◆ Texto del ejercicio:
El FN se convierte cada vez más en un partido transversal con un diversificado vivero de votos que se nutre de la incapacidad de los dos grandes partidos de ilusionar a la mayoría de la población, que los considera incapaces de gestionar la crisis, sanear la economía, combatir el desempleo, ofrecer un horizonte viable a los jóvenes, y afrontar retos como el actual de la afluencia masiva de refugiados a Europa (aún no a Francia) y el más existencial de una sociedad multicultural e inarmónica pese a la teórica igualdad ante la ley.
Todo eso es lo que, antes incluso de los atentados de París, había convertido al FN en favorito ante las elecciones departamentales. El terror del 13-N solo ha contribuido, si acaso, a reforzar la tendencia, aunque, al mismo tiempo, ha evitado, gracias a la firme aunque discutible respuesta de François Hollande, que la caída del Partido Socialista (que ha quedado tercero) llegase al hundimiento.

◆ Datos proporcionados:
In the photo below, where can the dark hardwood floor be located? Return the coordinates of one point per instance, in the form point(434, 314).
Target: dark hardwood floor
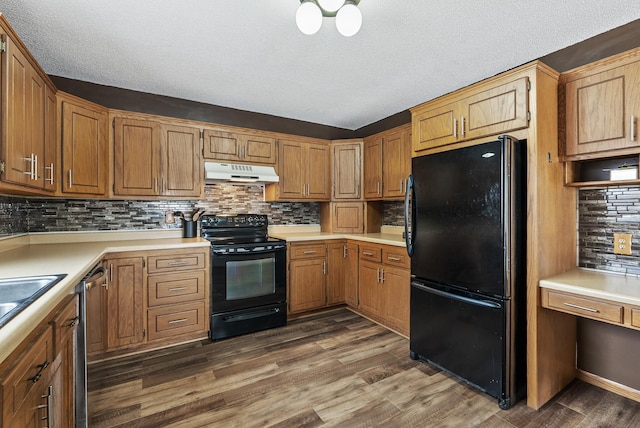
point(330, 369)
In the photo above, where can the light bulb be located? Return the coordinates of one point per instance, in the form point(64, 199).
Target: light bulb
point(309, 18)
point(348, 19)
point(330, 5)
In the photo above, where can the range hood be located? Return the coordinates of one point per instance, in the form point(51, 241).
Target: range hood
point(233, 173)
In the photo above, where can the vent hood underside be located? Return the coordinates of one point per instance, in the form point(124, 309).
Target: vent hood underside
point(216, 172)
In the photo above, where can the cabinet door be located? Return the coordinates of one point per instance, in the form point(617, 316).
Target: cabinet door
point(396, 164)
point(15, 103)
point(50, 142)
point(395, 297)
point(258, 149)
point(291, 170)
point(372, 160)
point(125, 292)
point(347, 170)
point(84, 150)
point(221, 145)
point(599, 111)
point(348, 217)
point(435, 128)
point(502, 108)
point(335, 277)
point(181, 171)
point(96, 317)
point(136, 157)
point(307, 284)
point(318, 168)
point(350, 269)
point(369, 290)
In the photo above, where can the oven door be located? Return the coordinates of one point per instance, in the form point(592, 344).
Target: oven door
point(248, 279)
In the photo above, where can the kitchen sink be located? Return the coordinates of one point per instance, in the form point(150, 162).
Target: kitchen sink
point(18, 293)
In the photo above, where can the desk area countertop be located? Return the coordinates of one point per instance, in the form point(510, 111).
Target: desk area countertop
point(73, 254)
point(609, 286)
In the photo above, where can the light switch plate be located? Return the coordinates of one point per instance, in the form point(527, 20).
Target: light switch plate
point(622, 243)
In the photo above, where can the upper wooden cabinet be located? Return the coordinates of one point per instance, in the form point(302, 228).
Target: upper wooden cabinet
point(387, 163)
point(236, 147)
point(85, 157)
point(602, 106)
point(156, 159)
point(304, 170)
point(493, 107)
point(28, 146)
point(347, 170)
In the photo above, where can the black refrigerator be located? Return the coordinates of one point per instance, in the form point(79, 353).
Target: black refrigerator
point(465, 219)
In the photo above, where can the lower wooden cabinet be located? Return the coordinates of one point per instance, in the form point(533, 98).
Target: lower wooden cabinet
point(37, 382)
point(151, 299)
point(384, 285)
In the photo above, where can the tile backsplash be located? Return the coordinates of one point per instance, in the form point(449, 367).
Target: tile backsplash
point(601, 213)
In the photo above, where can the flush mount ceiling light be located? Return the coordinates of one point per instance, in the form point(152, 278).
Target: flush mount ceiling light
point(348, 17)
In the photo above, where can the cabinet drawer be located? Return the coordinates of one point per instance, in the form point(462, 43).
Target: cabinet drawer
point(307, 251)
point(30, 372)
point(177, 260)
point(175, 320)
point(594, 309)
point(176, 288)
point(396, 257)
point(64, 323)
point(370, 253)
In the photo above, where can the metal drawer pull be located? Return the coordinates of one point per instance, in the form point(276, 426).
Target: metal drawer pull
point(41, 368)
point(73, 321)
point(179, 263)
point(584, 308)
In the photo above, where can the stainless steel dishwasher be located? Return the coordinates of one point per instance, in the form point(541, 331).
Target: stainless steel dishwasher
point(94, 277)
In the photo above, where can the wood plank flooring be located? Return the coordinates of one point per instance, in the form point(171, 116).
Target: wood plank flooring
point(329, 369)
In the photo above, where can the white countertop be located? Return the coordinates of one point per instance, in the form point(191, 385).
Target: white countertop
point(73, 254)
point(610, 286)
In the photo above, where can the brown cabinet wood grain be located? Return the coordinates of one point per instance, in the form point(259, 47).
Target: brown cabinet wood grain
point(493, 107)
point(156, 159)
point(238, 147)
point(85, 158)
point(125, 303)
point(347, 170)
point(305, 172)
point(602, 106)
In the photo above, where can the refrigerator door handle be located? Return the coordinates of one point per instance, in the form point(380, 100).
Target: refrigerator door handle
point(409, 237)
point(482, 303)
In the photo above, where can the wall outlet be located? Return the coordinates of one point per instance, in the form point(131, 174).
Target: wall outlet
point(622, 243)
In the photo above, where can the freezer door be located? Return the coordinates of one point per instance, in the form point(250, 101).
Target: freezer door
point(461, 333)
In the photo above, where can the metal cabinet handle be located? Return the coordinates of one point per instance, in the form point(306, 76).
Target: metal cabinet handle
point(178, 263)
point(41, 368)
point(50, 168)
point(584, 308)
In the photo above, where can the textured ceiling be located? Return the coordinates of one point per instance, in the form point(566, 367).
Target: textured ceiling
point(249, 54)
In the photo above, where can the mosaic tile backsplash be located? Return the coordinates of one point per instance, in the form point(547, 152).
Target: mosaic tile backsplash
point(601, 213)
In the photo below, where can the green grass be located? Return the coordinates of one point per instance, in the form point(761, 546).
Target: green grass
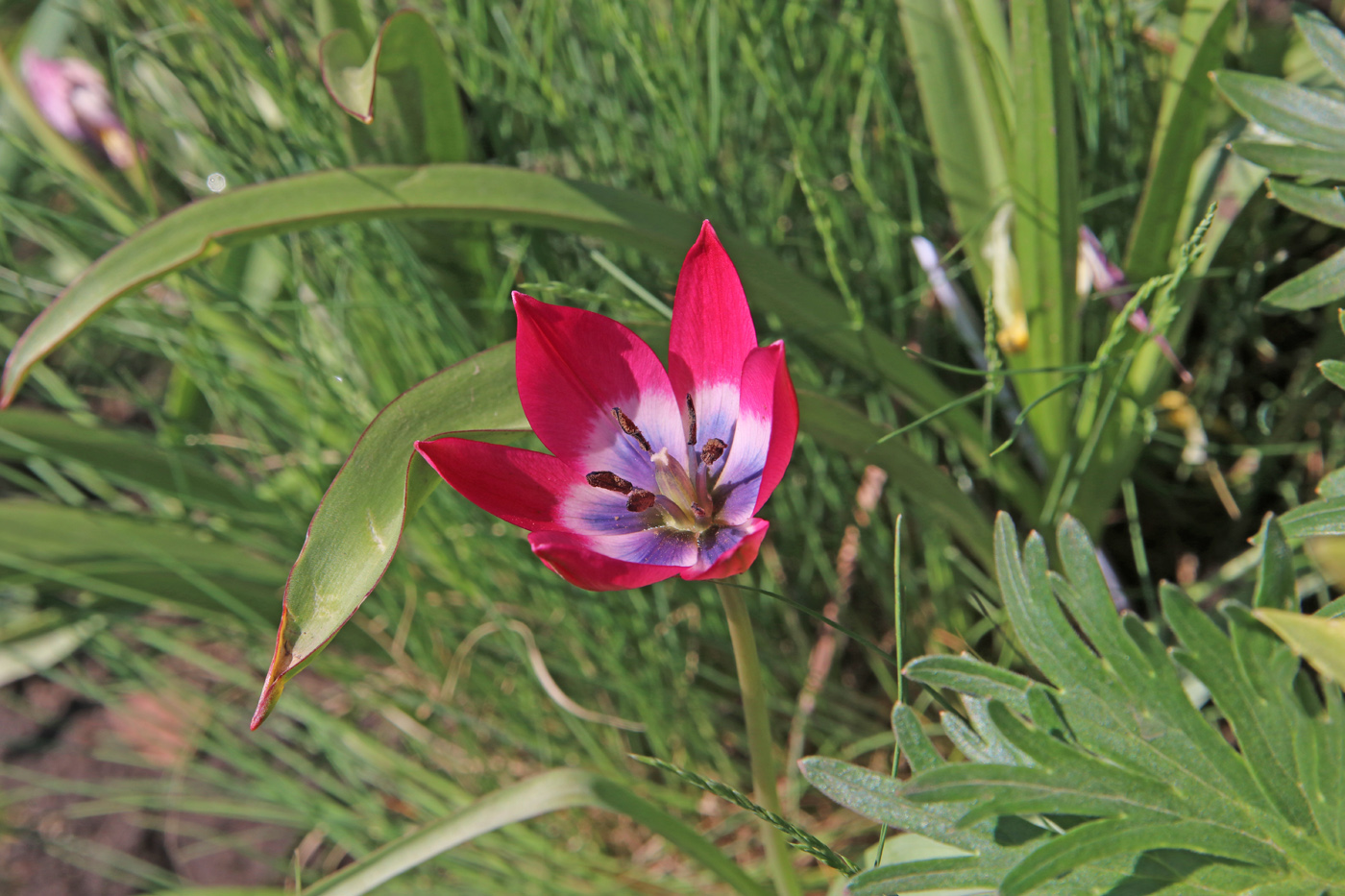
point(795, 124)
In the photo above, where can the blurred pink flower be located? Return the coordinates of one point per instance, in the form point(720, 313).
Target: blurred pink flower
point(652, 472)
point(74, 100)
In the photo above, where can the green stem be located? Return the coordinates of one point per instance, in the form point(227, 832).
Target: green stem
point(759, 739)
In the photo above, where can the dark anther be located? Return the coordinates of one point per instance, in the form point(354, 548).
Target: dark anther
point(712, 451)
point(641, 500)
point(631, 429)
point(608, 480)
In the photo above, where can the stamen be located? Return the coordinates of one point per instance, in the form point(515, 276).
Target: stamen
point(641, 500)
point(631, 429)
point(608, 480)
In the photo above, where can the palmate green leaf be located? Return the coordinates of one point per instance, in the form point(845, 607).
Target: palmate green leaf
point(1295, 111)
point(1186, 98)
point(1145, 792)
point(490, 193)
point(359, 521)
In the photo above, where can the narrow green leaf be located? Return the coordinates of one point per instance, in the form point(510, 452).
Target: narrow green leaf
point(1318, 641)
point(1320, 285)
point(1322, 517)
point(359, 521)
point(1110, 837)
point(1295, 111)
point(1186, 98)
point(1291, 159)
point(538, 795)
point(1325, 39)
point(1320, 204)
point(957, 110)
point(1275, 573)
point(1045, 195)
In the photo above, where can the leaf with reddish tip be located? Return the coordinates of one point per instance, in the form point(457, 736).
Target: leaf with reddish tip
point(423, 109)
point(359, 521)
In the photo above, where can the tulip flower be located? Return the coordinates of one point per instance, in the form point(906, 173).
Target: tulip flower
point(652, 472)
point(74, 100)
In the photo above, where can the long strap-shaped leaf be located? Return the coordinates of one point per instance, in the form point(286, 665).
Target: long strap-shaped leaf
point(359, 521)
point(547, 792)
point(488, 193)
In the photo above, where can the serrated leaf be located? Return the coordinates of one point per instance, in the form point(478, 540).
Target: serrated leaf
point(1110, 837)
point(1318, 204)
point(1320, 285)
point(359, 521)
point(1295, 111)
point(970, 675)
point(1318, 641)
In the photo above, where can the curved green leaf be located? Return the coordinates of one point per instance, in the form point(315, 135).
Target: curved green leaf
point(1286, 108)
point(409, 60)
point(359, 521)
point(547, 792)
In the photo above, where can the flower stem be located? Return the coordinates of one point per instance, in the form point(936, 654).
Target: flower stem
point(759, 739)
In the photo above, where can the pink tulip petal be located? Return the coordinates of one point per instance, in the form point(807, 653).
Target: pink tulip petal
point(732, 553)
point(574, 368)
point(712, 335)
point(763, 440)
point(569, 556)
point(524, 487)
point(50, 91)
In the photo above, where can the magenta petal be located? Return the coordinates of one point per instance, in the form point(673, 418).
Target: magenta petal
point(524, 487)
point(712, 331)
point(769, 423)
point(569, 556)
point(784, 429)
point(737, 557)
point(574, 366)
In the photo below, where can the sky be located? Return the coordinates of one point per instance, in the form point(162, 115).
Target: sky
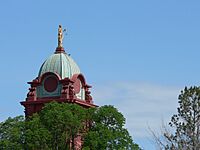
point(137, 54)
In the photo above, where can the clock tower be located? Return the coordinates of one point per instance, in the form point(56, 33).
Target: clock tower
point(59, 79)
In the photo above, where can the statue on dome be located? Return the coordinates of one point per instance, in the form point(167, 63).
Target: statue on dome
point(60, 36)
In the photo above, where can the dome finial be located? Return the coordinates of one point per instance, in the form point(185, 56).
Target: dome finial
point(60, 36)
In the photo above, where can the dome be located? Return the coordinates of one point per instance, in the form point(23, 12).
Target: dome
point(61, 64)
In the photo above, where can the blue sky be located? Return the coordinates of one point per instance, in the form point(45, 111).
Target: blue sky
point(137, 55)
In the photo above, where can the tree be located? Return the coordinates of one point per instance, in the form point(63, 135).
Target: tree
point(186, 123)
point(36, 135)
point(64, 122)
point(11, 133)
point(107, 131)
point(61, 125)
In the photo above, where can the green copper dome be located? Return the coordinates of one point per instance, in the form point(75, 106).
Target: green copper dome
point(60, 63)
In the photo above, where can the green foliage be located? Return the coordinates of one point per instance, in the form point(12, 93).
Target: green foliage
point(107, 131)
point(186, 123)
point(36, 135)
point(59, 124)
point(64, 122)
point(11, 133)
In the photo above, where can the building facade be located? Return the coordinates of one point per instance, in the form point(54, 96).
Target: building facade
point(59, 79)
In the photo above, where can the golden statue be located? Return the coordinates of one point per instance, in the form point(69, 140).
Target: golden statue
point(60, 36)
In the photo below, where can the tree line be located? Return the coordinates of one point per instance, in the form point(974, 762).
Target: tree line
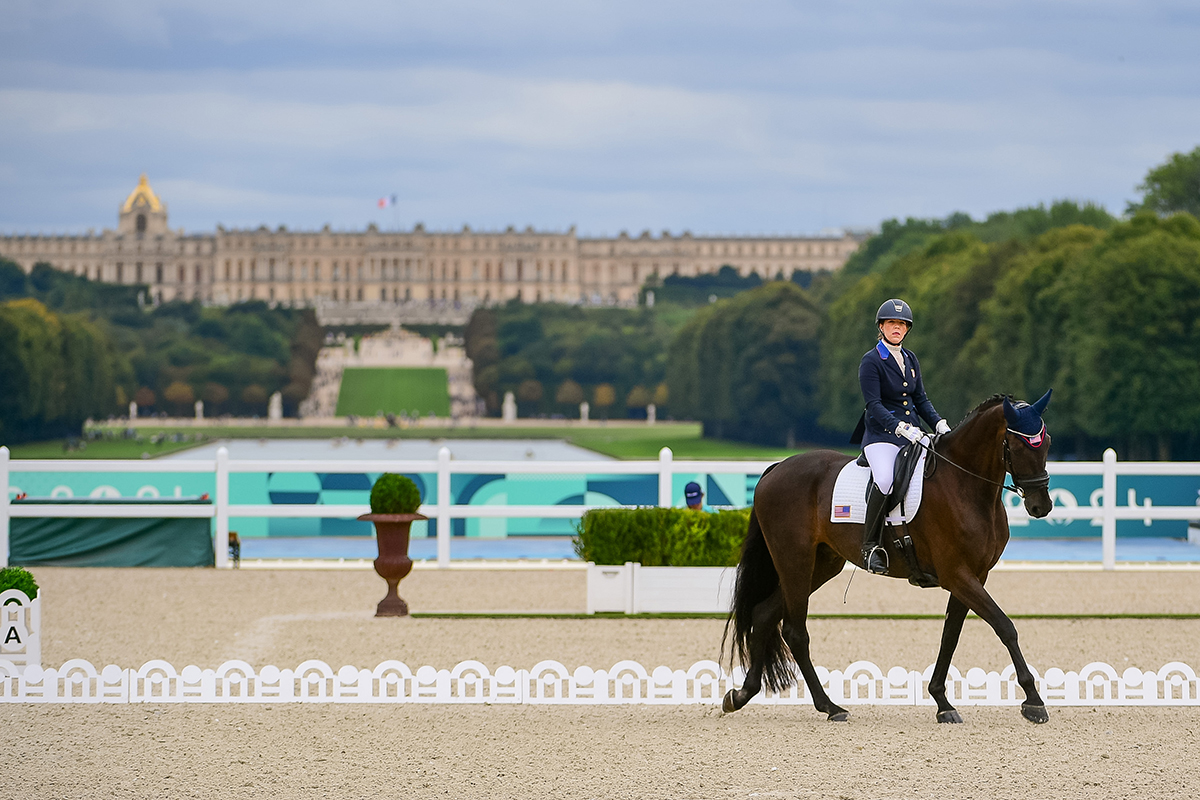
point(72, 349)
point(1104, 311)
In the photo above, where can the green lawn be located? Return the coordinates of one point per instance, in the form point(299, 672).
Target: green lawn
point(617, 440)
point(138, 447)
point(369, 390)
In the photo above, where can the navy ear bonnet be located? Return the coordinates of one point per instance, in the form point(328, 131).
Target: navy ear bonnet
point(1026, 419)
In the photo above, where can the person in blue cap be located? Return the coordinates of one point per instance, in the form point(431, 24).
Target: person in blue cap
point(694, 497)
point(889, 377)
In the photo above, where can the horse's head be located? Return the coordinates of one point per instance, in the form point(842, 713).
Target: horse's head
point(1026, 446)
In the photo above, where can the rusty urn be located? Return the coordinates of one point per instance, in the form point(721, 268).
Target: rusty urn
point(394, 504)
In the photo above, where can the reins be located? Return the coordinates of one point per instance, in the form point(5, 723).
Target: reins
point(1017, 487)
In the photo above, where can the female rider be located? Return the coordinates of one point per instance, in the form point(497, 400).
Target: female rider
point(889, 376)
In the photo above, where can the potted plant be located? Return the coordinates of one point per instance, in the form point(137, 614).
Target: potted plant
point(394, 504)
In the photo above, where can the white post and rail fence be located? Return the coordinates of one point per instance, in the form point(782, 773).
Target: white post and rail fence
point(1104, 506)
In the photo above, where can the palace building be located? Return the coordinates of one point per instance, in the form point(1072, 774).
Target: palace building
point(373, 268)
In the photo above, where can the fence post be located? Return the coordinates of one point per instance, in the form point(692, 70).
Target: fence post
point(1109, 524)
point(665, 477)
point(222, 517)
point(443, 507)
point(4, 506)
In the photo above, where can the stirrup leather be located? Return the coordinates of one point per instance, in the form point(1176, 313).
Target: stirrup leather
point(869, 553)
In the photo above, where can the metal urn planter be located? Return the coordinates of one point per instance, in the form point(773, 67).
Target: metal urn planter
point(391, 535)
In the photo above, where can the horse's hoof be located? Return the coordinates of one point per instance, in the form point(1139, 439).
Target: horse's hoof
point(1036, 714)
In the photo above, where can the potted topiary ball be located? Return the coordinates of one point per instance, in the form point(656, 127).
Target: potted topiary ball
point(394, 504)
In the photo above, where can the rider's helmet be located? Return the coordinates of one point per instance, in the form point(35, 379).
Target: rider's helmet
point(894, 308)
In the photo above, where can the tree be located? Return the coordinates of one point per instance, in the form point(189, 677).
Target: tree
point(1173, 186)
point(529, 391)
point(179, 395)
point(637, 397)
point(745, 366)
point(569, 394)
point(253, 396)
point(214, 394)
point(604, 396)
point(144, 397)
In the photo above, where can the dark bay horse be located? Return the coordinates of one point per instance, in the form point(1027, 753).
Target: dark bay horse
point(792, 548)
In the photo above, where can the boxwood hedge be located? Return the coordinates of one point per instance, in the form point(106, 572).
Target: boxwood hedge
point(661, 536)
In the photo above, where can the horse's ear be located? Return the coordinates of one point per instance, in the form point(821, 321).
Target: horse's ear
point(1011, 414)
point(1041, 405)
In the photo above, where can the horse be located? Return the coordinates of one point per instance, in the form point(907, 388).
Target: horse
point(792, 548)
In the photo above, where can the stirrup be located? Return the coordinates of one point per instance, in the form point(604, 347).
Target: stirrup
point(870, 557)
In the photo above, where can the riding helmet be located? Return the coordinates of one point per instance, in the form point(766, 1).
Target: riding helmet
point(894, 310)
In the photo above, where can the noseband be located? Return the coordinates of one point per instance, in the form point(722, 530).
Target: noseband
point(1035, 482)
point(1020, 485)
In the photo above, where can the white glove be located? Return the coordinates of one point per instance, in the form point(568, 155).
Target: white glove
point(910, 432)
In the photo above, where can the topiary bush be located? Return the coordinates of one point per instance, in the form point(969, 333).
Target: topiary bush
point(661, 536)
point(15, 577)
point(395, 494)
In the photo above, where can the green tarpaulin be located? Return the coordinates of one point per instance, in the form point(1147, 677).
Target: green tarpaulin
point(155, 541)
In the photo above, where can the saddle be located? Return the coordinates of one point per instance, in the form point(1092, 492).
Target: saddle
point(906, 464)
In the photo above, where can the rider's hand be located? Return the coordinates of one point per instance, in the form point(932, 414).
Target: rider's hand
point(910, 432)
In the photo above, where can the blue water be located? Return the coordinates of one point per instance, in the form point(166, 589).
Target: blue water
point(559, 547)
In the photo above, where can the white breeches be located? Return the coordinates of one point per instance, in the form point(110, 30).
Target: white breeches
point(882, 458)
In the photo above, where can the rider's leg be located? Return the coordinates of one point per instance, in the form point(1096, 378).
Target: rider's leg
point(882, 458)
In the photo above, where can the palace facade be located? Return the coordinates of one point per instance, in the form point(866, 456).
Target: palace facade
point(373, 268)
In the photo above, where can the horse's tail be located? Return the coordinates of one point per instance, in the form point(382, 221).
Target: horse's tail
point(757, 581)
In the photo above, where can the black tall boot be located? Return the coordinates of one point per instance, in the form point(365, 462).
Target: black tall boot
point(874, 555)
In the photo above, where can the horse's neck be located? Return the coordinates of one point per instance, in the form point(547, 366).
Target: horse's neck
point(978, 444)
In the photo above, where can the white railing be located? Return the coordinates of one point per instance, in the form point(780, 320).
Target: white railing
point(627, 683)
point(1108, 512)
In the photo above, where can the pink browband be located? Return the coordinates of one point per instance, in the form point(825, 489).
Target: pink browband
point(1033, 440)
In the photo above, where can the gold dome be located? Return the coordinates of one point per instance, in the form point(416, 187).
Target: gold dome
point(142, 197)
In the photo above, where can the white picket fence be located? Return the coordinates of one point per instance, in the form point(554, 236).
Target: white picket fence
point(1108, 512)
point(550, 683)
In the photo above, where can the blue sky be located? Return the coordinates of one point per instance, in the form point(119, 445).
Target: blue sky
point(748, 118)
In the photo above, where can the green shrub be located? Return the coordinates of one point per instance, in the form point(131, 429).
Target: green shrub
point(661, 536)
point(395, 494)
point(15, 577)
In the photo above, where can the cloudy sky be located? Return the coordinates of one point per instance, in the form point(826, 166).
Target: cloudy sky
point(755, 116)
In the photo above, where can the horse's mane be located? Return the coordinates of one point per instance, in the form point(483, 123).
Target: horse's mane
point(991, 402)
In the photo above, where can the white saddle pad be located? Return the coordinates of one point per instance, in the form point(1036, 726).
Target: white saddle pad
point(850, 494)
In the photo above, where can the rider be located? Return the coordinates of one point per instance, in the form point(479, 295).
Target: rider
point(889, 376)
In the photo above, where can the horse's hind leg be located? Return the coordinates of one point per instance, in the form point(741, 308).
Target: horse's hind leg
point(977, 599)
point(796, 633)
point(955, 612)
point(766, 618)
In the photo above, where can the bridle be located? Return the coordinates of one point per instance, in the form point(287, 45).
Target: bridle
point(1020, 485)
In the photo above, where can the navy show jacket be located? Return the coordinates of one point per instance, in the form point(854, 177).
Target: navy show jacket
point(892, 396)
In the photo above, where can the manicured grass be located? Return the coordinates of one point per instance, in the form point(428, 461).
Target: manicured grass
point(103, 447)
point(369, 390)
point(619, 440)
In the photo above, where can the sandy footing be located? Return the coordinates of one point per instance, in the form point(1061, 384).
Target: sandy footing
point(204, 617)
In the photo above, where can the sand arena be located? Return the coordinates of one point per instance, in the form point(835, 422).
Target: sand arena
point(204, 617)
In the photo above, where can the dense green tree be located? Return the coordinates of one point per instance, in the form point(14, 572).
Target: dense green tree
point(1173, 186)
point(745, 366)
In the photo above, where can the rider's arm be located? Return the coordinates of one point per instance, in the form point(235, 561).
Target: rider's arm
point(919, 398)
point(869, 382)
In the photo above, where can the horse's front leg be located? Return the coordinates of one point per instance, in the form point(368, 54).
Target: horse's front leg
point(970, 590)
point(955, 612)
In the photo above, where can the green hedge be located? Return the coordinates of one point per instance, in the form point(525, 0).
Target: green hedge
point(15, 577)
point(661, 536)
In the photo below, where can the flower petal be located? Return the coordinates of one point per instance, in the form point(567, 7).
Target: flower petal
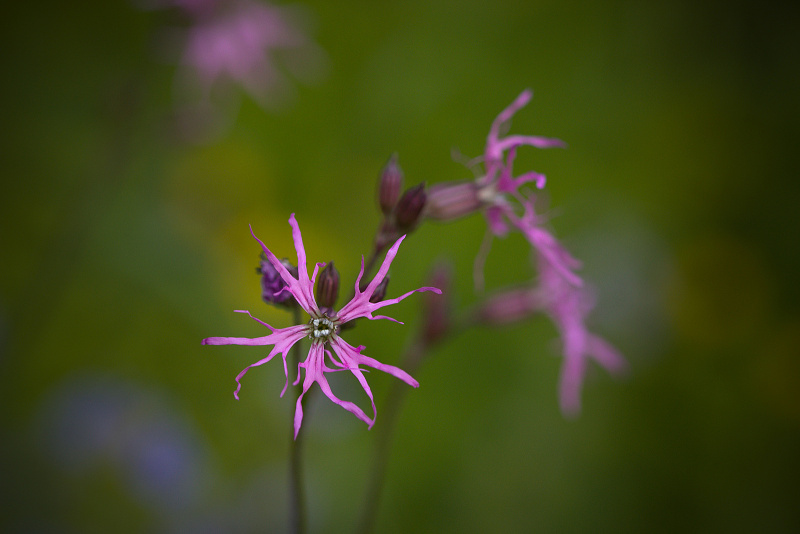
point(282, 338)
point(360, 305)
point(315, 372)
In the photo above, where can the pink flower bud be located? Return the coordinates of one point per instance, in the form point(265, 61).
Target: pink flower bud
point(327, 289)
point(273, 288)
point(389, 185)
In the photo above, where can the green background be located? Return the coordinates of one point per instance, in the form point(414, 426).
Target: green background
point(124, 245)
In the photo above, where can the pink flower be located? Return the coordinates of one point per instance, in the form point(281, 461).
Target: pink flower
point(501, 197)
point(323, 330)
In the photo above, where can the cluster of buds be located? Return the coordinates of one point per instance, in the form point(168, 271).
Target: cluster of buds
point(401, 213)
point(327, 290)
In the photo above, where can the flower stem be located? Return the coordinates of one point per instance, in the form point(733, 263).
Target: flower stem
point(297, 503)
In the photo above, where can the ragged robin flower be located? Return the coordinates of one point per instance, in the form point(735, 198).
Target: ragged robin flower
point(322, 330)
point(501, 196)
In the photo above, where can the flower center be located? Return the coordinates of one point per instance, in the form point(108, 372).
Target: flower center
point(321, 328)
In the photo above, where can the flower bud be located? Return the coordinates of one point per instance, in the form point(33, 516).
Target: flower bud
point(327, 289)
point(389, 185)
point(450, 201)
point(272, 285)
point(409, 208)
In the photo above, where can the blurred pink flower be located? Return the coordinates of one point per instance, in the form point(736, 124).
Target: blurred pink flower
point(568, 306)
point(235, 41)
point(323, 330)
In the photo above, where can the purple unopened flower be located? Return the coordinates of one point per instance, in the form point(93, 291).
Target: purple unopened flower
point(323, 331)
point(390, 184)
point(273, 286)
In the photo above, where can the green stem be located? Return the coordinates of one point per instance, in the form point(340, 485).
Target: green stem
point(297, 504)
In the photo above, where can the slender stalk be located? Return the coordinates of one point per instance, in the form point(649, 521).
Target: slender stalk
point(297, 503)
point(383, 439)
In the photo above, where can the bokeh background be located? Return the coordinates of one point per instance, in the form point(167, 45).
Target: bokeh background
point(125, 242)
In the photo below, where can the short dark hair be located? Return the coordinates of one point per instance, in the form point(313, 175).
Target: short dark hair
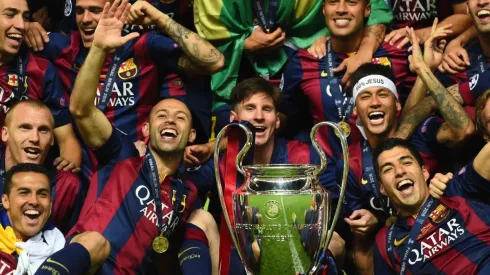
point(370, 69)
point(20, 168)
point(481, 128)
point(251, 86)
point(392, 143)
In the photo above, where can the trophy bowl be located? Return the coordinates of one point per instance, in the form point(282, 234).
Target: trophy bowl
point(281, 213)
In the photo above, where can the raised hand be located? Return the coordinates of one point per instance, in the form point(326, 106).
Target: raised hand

◆ Enunciado del problema:
Según el texto sobre el FN, ¿en qué puesto quedó el Partido Socialista?

◆ Tarea resuelta:
Quedó en tercer lugar.